Request 1
Among the records below, set down again verbatim the lines from the one containing "Confirm that each instance of the grey" through the one containing "pixel 153 135", with both of those lines included.

Document excerpt
+++++

Insults as a debating tactic

Trix said:

If philosophy is as phallocentric as this, where do Women fit in?

“Cynicism is the last temptation of intelligence.” Albert Camus

 I understand the necessity of passion in life. A lot of it is misdirected, however; If only more of that passion found itself [i]within[/i] the argument, within the close at hand, within the necessary...

“Keep holy your highest hope!” Zarathustra

You gotta be jokin’ Marshall, (when you said,)

“abusive people generally being incapable of a good argument (with notable exceptions e.g. Rafajafar for instance).”

Ralph Jam Jar is a complete wanker: an empty vessel who makes a lot of noise - but his sister is OK!

Heart, be still,
Surrender, suffer and be still!

“Ralph Jam Jar”?

What the fuck are YOU talking about? You make about as much sense as a japanese mint.

That’s a pun, if you couldn’t tell.

So to you insulting some one has to do with imposing your superiority and control over them? You obviously don’t use insults to prove a point like Rafa claims to (although, he’s probably just really insecure…or severly megalomaniacle), because you only insult those you consider yourself to be better than in some way.

+++++

Request 2
Extract the portion of the forum thread on insults as a debating tactic that begins at the words "That’s a pun, if" and ends after the words "in some way.", with no changes.

Location identification items
+++++

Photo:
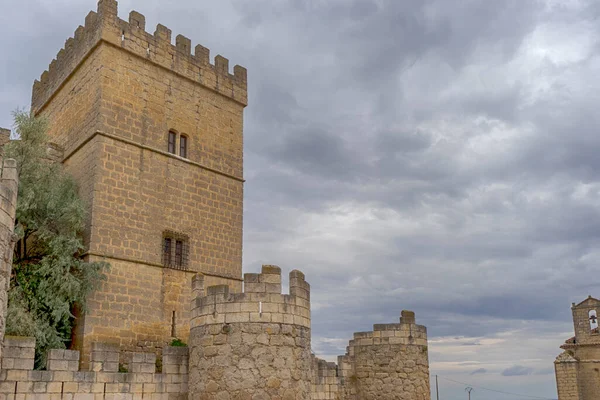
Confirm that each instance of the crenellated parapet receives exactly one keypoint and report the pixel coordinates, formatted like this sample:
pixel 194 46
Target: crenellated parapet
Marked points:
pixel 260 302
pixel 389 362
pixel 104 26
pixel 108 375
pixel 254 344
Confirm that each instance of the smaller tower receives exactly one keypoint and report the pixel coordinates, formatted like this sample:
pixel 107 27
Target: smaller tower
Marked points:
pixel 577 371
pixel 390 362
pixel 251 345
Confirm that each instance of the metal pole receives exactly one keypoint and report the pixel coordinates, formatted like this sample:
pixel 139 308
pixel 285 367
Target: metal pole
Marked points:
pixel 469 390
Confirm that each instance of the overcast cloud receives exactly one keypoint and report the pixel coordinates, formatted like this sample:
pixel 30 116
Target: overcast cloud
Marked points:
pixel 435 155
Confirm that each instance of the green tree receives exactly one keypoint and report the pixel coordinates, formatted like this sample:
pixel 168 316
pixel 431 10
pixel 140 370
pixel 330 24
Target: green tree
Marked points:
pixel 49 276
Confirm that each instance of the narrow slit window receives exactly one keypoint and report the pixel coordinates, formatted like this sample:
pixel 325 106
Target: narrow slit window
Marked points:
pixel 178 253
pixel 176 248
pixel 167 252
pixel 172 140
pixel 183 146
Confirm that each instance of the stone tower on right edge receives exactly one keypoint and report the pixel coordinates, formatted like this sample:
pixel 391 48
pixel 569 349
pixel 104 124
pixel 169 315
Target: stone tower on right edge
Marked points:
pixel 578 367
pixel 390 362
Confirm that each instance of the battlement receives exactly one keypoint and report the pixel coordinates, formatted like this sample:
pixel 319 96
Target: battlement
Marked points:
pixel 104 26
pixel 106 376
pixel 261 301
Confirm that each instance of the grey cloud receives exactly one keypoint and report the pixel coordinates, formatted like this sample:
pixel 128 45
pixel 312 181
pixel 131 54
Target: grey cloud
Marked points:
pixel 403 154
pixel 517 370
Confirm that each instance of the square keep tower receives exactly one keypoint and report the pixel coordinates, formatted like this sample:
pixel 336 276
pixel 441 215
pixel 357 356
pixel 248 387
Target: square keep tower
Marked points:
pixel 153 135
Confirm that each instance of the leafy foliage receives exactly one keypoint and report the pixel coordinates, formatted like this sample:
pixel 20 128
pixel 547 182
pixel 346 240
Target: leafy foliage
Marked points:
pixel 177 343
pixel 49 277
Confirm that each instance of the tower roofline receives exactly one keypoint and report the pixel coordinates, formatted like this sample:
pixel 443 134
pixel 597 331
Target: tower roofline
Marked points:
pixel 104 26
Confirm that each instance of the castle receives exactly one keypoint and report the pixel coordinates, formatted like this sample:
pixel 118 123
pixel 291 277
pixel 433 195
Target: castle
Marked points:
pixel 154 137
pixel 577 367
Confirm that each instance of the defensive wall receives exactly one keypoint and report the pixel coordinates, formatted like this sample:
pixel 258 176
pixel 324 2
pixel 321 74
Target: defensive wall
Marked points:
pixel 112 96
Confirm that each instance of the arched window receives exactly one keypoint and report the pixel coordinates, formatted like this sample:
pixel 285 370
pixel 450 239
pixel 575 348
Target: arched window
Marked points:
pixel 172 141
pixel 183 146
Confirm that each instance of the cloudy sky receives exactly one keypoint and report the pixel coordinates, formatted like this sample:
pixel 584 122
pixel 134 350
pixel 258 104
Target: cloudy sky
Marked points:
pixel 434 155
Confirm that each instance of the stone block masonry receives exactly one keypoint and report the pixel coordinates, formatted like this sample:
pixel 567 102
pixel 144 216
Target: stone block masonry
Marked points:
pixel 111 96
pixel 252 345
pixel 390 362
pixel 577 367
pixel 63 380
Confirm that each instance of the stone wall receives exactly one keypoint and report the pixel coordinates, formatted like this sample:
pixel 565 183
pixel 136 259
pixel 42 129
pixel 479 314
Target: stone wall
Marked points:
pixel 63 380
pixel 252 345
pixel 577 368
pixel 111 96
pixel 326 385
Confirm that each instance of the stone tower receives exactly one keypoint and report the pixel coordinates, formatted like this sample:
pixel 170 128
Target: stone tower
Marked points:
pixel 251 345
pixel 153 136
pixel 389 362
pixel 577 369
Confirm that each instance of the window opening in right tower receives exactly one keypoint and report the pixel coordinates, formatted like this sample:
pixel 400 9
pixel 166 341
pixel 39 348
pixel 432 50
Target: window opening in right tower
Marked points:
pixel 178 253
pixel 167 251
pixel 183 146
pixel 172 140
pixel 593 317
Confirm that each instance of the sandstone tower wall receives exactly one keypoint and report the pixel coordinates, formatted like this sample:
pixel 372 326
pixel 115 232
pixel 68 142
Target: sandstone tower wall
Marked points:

+++++

Task result 1
Confirm that each instance of the grey cloud receives exactly one keypoint and report the pixel coordinates, formatted like this sample:
pixel 128 45
pixel 312 181
pixel 131 54
Target: grey cloud
Marked points:
pixel 403 154
pixel 517 370
Confirm that each instance of the square keep tower receives exactly one keypoint and report the pixel coordinates, formatted like this sample:
pixel 336 276
pixel 441 215
pixel 357 356
pixel 248 387
Target: square keep tower
Marked points:
pixel 153 135

Task result 2
That’s a pun, if you couldn’t tell.

So to you insulting some one has to do with imposing your superiority and control over them? You obviously don’t use insults to prove a point like Rafa claims to (although, he’s probably just really insecure…or severly megalomaniacle), because you only insult those you consider yourself to be better than in some way.